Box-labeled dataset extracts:
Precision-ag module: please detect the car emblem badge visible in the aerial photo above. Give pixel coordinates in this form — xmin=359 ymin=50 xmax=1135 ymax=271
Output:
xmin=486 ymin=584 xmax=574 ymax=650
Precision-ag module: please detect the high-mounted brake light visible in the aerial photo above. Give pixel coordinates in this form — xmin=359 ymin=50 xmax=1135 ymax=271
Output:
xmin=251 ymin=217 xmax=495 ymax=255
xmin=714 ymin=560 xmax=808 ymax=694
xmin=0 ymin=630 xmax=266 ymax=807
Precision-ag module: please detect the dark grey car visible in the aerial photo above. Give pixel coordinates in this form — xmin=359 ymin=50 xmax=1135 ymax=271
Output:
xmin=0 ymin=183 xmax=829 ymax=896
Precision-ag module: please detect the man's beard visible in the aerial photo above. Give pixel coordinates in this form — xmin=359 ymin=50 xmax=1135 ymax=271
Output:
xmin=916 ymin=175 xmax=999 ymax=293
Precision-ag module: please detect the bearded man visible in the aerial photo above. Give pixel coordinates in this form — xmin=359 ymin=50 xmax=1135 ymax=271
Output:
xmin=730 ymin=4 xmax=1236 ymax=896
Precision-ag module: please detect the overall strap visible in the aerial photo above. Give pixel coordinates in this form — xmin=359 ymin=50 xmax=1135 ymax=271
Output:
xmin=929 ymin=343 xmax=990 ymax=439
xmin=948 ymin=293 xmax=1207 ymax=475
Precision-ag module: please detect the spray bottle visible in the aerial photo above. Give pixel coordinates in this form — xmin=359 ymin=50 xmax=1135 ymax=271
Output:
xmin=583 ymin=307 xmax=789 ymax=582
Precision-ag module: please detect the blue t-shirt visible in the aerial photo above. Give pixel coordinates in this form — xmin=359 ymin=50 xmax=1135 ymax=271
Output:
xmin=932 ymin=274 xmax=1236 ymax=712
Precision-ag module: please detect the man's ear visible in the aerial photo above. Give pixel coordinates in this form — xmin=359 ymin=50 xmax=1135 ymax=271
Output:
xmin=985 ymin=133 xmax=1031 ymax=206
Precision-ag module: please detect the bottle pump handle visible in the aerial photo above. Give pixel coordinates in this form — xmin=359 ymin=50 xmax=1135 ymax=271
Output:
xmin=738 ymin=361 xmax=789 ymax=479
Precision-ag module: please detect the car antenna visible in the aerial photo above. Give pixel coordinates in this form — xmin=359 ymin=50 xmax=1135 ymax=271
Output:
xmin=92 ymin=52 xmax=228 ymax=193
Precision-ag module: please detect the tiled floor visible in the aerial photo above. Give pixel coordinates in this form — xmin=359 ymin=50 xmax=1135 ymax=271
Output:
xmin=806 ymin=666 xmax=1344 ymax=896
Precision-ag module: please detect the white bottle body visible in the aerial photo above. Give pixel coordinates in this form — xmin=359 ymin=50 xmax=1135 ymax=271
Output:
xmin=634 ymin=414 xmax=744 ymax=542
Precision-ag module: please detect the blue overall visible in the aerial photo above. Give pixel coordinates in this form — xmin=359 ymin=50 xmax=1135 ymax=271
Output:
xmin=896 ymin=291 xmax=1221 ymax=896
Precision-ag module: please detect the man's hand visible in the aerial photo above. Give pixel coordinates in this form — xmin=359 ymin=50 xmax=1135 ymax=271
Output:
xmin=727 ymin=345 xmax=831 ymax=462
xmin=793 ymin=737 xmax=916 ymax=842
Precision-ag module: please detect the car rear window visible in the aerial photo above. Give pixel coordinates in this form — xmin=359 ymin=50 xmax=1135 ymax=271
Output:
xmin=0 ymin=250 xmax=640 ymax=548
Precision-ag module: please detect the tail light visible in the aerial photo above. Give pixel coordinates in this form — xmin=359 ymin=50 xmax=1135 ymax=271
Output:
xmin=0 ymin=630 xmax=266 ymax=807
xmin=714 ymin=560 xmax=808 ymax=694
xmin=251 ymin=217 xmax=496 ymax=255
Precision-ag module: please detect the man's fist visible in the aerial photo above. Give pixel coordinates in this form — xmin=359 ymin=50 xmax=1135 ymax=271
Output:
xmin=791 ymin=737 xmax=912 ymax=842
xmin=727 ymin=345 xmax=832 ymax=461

→ **Required work**
Rewrite each line of the listing above as a Markdown table with two columns, Row and Line, numbering the rows in order and omitting any blank lines.

→ **Result for this exercise**
| Row | Line |
|---|---|
| 1 | Precision-ag module: please detect the car emblem badge visible in the aerial photo above. Give pixel coordinates in this form — xmin=359 ymin=50 xmax=1135 ymax=271 |
| 2 | Output: |
| 3 | xmin=486 ymin=584 xmax=574 ymax=650 |
| 4 | Precision-ag module: please detect the high-mounted brake light visible in the aerial photo above. Give pixel coordinates in this form — xmin=359 ymin=50 xmax=1135 ymax=271 |
| 5 | Output: |
| 6 | xmin=251 ymin=217 xmax=495 ymax=255 |
| 7 | xmin=714 ymin=560 xmax=808 ymax=694 |
| 8 | xmin=0 ymin=630 xmax=266 ymax=807 |
| 9 | Precision-ag module: please detect the dark grey car visible in the aerial photo above. Give pixel coordinates in this form — xmin=359 ymin=50 xmax=1135 ymax=271 |
| 10 | Output: |
| 11 | xmin=0 ymin=183 xmax=829 ymax=896 |
| 12 | Precision-ag module: please detect the man's beard visible in the aerial photo above. Give pixel coordinates in this form — xmin=359 ymin=50 xmax=1135 ymax=271 |
| 13 | Output: |
| 14 | xmin=916 ymin=175 xmax=999 ymax=293 |
| 15 | Precision-ag module: please detect the bearded man visible in the aerial photo above. Give pixel coordinates in this form — xmin=359 ymin=50 xmax=1135 ymax=271 |
| 16 | Output: |
| 17 | xmin=730 ymin=4 xmax=1236 ymax=896 |
| 18 | Precision-ag module: please detect the overall strap visible in the aerial photo above. Give pixel coordinates in this form — xmin=359 ymin=50 xmax=1135 ymax=271 |
| 19 | Output: |
| 20 | xmin=929 ymin=343 xmax=990 ymax=439 |
| 21 | xmin=948 ymin=293 xmax=1207 ymax=475 |
| 22 | Precision-ag module: please detect the spray bottle visible in the aerial photo above. Give pixel coordinates in this form — xmin=359 ymin=50 xmax=1135 ymax=271 |
| 23 | Output: |
| 24 | xmin=583 ymin=307 xmax=789 ymax=582 |
| 25 | Precision-ag module: please detect the blue t-shirt visible in the aerial photo above. Give pixel coordinates in this form — xmin=359 ymin=50 xmax=1135 ymax=271 |
| 26 | Output: |
| 27 | xmin=932 ymin=274 xmax=1236 ymax=712 |
| 28 | Precision-ag module: please detect the man's ear visible in the aerial photo above. Give pixel coordinates in this form — xmin=359 ymin=50 xmax=1135 ymax=271 |
| 29 | Output: |
| 30 | xmin=985 ymin=133 xmax=1031 ymax=206 |
| 31 | Precision-ag module: please detect the bottle pump handle visible in the aerial photo above. Give pixel coordinates in this form — xmin=359 ymin=50 xmax=1135 ymax=271 |
| 32 | Output: |
| 33 | xmin=738 ymin=361 xmax=789 ymax=479 |
| 34 | Precision-ag module: please detect the car antenna visible in the aerial photo above. Give pixel coordinates in this form — xmin=359 ymin=50 xmax=1135 ymax=271 |
| 35 | Output: |
| 36 | xmin=92 ymin=52 xmax=228 ymax=193 |
| 37 | Precision-ag module: please detect the tiled floor visible in the aerial photo above. Give pixel coordinates in this form — xmin=359 ymin=50 xmax=1135 ymax=271 |
| 38 | Output: |
| 39 | xmin=806 ymin=666 xmax=1344 ymax=896 |
| 40 | Precision-ag module: please detect the white bottle body visible in the aerial photo above. Give pixel coordinates in this form — xmin=359 ymin=50 xmax=1135 ymax=271 |
| 41 | Output: |
| 42 | xmin=634 ymin=414 xmax=744 ymax=542 |
| 43 | Precision-ag module: please detect the blue overall visible in the aerial photo above. Give pixel coordinates in this form — xmin=359 ymin=50 xmax=1135 ymax=271 |
| 44 | Output: |
| 45 | xmin=896 ymin=291 xmax=1221 ymax=896 |
| 46 | Precision-ag module: please detect the man's hand visible in the aerial photo above. Give pixel coordinates in this form — xmin=359 ymin=50 xmax=1135 ymax=271 |
| 47 | Output: |
| 48 | xmin=727 ymin=345 xmax=831 ymax=462 |
| 49 | xmin=793 ymin=737 xmax=916 ymax=842 |
| 50 | Precision-ag module: please detect the car rear window visible in the aerial photo above. Give pixel coordinates in this form — xmin=359 ymin=50 xmax=1135 ymax=271 |
| 51 | Output: |
| 52 | xmin=0 ymin=250 xmax=640 ymax=548 |
| 53 | Precision-ag module: please detect the tail light visible in the aerial photo above. Give pixel coordinates in this form — xmin=359 ymin=50 xmax=1135 ymax=271 |
| 54 | Output: |
| 55 | xmin=0 ymin=630 xmax=266 ymax=807 |
| 56 | xmin=714 ymin=560 xmax=808 ymax=694 |
| 57 | xmin=251 ymin=217 xmax=496 ymax=255 |
| 58 | Precision-ag module: please detect the man's fist visible in the aerial photo above. Give pixel coordinates in this form — xmin=359 ymin=50 xmax=1135 ymax=271 |
| 59 | Output: |
| 60 | xmin=791 ymin=737 xmax=912 ymax=842 |
| 61 | xmin=727 ymin=345 xmax=832 ymax=461 |